▼

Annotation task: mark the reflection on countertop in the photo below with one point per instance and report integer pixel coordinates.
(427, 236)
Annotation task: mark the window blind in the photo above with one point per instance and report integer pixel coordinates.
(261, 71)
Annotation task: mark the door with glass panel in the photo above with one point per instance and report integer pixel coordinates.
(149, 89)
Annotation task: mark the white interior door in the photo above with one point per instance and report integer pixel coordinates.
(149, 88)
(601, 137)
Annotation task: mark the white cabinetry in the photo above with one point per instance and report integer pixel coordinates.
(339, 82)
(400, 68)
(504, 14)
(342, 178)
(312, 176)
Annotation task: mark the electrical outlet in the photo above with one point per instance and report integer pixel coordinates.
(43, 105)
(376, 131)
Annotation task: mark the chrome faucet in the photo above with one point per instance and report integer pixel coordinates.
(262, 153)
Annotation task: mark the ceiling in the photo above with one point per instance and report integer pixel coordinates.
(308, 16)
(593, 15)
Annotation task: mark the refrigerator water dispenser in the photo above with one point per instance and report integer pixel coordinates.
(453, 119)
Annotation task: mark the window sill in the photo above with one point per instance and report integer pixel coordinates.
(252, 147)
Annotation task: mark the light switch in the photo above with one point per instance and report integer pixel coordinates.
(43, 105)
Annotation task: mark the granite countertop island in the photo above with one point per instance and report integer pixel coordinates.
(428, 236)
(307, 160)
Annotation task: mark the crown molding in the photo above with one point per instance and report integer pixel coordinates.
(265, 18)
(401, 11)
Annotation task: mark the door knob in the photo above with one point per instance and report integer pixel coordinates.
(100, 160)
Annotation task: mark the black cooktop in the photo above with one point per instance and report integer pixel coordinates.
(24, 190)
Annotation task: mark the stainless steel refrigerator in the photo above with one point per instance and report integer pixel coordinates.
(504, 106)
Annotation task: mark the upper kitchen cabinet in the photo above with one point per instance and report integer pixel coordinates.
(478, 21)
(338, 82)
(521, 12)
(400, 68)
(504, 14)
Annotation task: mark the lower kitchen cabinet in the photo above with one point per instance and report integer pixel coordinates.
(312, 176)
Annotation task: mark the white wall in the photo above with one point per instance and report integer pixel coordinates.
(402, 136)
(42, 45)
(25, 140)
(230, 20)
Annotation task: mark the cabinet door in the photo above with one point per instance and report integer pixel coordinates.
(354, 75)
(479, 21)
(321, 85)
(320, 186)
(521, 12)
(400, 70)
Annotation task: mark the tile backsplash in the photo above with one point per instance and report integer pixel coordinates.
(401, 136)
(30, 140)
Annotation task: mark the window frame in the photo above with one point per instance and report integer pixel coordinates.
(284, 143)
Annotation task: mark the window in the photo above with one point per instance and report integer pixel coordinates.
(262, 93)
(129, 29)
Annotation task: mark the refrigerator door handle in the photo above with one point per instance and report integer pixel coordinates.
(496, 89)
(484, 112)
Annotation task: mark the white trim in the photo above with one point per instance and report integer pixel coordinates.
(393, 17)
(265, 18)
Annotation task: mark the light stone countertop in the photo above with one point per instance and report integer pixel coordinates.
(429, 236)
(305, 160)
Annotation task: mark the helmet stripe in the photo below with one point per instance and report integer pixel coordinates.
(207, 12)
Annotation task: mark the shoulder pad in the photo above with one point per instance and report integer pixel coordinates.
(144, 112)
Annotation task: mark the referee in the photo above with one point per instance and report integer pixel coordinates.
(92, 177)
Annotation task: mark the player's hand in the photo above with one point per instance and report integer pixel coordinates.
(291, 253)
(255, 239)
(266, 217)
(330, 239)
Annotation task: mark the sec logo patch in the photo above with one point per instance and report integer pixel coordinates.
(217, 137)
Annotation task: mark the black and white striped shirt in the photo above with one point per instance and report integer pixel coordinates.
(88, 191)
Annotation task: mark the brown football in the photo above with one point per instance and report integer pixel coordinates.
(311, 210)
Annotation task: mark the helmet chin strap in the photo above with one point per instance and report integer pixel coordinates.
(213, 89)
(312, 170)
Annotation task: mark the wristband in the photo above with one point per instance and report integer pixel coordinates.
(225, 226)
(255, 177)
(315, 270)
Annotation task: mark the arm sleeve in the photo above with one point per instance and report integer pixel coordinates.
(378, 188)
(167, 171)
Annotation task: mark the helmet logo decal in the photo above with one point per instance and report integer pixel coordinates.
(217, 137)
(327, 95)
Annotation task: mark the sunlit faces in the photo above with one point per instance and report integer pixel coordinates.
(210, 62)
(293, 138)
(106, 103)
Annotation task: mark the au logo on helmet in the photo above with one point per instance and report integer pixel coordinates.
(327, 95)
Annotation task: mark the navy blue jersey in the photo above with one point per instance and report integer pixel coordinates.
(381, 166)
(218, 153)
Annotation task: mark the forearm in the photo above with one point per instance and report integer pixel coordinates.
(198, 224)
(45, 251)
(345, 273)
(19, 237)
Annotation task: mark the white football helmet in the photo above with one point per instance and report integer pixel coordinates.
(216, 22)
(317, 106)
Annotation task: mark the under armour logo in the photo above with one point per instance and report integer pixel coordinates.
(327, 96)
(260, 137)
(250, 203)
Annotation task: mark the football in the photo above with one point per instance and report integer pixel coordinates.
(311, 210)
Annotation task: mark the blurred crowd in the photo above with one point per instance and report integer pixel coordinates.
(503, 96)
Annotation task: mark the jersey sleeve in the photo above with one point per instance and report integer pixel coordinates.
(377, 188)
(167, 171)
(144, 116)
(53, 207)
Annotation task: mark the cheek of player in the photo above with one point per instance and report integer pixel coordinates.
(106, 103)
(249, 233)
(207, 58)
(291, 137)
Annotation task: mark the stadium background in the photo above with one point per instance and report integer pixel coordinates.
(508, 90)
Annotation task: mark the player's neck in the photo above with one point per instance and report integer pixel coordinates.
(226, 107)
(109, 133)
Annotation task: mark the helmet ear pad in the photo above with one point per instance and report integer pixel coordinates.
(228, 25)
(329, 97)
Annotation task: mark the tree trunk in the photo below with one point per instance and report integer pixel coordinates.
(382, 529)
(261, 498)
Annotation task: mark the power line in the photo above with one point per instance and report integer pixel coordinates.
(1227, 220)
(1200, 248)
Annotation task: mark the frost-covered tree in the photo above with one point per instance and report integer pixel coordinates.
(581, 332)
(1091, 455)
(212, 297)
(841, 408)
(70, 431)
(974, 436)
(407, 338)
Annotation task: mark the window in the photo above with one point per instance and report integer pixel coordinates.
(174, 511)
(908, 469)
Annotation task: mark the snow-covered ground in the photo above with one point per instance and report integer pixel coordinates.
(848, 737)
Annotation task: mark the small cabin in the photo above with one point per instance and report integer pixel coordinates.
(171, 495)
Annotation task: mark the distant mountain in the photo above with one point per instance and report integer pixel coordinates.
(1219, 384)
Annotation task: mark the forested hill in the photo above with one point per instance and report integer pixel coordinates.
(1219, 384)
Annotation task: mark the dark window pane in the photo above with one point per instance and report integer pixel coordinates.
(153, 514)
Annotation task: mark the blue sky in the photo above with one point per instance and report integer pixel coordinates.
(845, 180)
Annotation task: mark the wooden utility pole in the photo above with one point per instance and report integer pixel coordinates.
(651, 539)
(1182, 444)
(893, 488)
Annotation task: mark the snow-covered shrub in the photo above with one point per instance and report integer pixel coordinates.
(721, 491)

▲

**PROBLEM TO WORK ON**
Print all of the data above again, line for line, with no changes.

**RESULT FOR THIS EXERCISE**
Annotation task: mark the reflection on countertop in the photo below with one point per instance and report integer pixel coordinates.
(427, 236)
Annotation task: mark the window blind in the photo above with one point per instance and report integer pixel coordinates.
(261, 71)
Annotation task: mark the door with glass panel in the photo above with one point per instance and report integer pixel coordinates.
(149, 89)
Annotation task: mark the white interior door in the photo above with one point per instance and report integer pixel coordinates.
(149, 88)
(601, 137)
Annotation task: mark the white cabinetry in the photo above with one point per instance and report integer pixel coordinates.
(339, 82)
(400, 68)
(504, 14)
(342, 178)
(312, 176)
Annotation task: mark the electrical outlet in the photo above with one point per instance and report integer pixel coordinates.
(43, 105)
(376, 131)
Annotation task: mark the chrome faucet in the photo above with one point per instance and report integer pixel coordinates.
(262, 153)
Annotation task: mark the ceiling in the photo above with one point per instance and report integer pixel coordinates.
(308, 16)
(593, 15)
Annotation task: mark the refrigerator water dispenser in the photo above with one point per instance and report integer pixel coordinates.
(453, 119)
Annotation task: mark the window sill in the photo above with one point per instance and report integer pixel coordinates.
(252, 147)
Annotation task: mark the light switch in the photo above with one point per instance and report integer pixel coordinates.
(43, 105)
Annotation task: mark the granite countertop island in the photo above with one point per instance and report integer pixel coordinates.
(428, 236)
(307, 160)
Annotation task: mark the crown molding in the photo above with one point per instance and report integer pixel coordinates.
(265, 18)
(401, 11)
Annotation task: mark the door knob in the photo above with one point per instance and report integer pixel coordinates.
(100, 160)
Annotation task: mark the black cooktop in the photo above with one point per instance and report integer pixel coordinates.
(24, 190)
Annotation task: mark the stainless steel refrigerator in the photo above with one point per instance and report integer pixel coordinates.
(504, 106)
Annotation task: mark the upper kitchen cabinet in the photo above with one point per instance and report integer pixel coordinates.
(478, 21)
(338, 82)
(521, 12)
(400, 68)
(504, 14)
Annotation task: mark the lower kitchen cabinet in the photo above with one point per instance and report integer pixel coordinates.
(312, 176)
Annotation task: mark the white wall in the photo above with one point per instance and report integer pixel coordinates.
(402, 136)
(42, 45)
(25, 140)
(230, 20)
Annotation task: mark the cabinet door in the photo above with one point per instance and report integer pixel coordinates.
(354, 75)
(479, 21)
(321, 85)
(320, 186)
(521, 12)
(400, 70)
Annotation task: mark the tile backsplash in the photo above with one point per instance and report integer pixel coordinates.
(401, 136)
(30, 140)
Annotation task: mark the window frame in the photo above with one point per instance and report integer pixel coordinates.
(284, 143)
Annotation task: mark the window in the photo above with one point per instance and report integer pixel coordinates.
(262, 93)
(129, 29)
Annotation task: mark the refrigerator door handle in the photo above with one point per instance and report integer pixel coordinates.
(496, 89)
(484, 112)
Annotation task: mark the white trim in the photo above with one point per instance and report integer pixel coordinates.
(393, 17)
(265, 18)
Annotation task: mark the light stone countertop in the photo above with one point per instance and report integer pixel coordinates.
(429, 236)
(305, 160)
Annotation task: mark the helmet stripe in the photo below with one point per instance and report integer pixel coordinates.
(207, 12)
Annotation task: mark the shoulder pad in the photo above with one point per instance and report integer pixel coordinates.
(144, 112)
Annotation task: mark the referee in the photo above with one point per instance and report integer pixel coordinates.
(92, 177)
Annotation task: mark the player's hand in the photo above with one point per instance and report integer pixel coordinates.
(291, 253)
(255, 239)
(266, 217)
(330, 239)
Annotation task: mark the sec logo patch in the photo above with one point per instance and report integer pixel coordinates.
(217, 137)
Annotation task: mark the black and white striped shirt in the photo above with one point per instance and report integer pixel coordinates.
(88, 191)
Annotation task: mark the brown football in the photo above with one point per instance and report integer pixel coordinates.
(311, 210)
Annotation task: mark the helmet chin strap in the photo above with one point per instance and report integer pixel coordinates.
(213, 89)
(312, 170)
Annotation task: mark the wristband in the photo above with one point per instance and report integer pixel coordinates.
(225, 226)
(255, 177)
(315, 270)
Annotation task: mark the arm sleeve in the photo above with one point per instance and report integer pixel coordinates.
(378, 188)
(167, 171)
Annotation task: mark the helmet logo decal in the photo above with one point per instance and report integer pixel coordinates.
(217, 137)
(327, 95)
Annotation task: mark the sunlit faces in the photo above with one point per instance and report integer pixel coordinates.
(210, 62)
(293, 138)
(106, 103)
Annotation task: mark the au logo on helmet in the photo above with one point per instance and report integer pixel coordinates.
(327, 95)
Annotation task: mark the navy blue jersey in the photo above with one point per instance and report integer pixel coordinates.
(381, 166)
(218, 153)
Annotation task: mark the forearm in the photo above with one point per instance and report integer pixel coordinates.
(198, 224)
(45, 251)
(345, 273)
(19, 237)
Annotation task: mark the white football helmet in the photo above with one point per instance and report integer pixel coordinates.
(216, 22)
(317, 106)
Annotation task: mark the under armour logo in the photo above with one point per instance and report integer pixel coordinates.
(327, 96)
(260, 137)
(250, 203)
Annotation task: mark the football in the photo above with one point per instance and report integer pixel coordinates.
(311, 210)
Annotation task: mark the blurred crowd in the photo above with one point per instance and report integer pixel coordinates.
(503, 96)
Annotation task: mark the jersey sleeve in the photo above with one point per instance and report integer pixel coordinates.
(377, 188)
(167, 171)
(144, 116)
(53, 207)
Annotation task: mark the cheek of player in the photo above with one point per instance and report integer pixel coordinates.
(106, 103)
(249, 233)
(207, 58)
(291, 137)
Annotation task: mark the stadium background in the photo above with one point per instance and report integer pixel coordinates.
(508, 90)
Annotation task: mark the player's neck in the photo above with one point per instance and report integer pixel coordinates.
(226, 107)
(109, 133)
Annotation task: mark the helmet ear pad in the photo above with one point per instance and report integer pixel coordinates.
(228, 25)
(329, 97)
Annotation task: mark the tree trunk in the photo below with one point per instance and report integer pixel coordinates.
(382, 529)
(261, 498)
Annotation task: mark the power line in the photo above with one point per instance and report integer pixel coordinates.
(1227, 220)
(1200, 248)
Annotation task: mark the frost-covered tree in the photo above with one point per instance and report integer pixel coordinates.
(581, 332)
(1091, 455)
(212, 297)
(841, 408)
(70, 431)
(974, 436)
(407, 338)
Annotation task: mark the window in the photo above with one point per instance and report integer pixel coordinates.
(174, 511)
(908, 469)
Annotation task: mark the snow-covered ground in the photo above with one point per instance and report integer pixel coordinates.
(848, 737)
Annotation task: mark the small cabin in the photo above with one point per instance and report integer pixel coordinates.
(171, 495)
Annotation task: mark the distant mountain in the photo above with one point per instance and report integer pixel coordinates.
(1219, 384)
Annotation task: mark the forested hill in the photo above with one point per instance and report integer pixel coordinates.
(1219, 384)
Annotation task: mark the dark window pane in the photo above with one point per instance and report integer pixel coordinates.
(153, 514)
Annotation task: mark the blue sky in the photo above with one point per instance and report integer pixel coordinates.
(845, 180)
Annotation task: mark the wooden utility pole in the photo above with one point per instance and report integer pixel coordinates.
(651, 539)
(1182, 444)
(893, 488)
Annotation task: mark the snow-covered shrub in the photo above with one point per instance and report integer pixel coordinates.
(721, 491)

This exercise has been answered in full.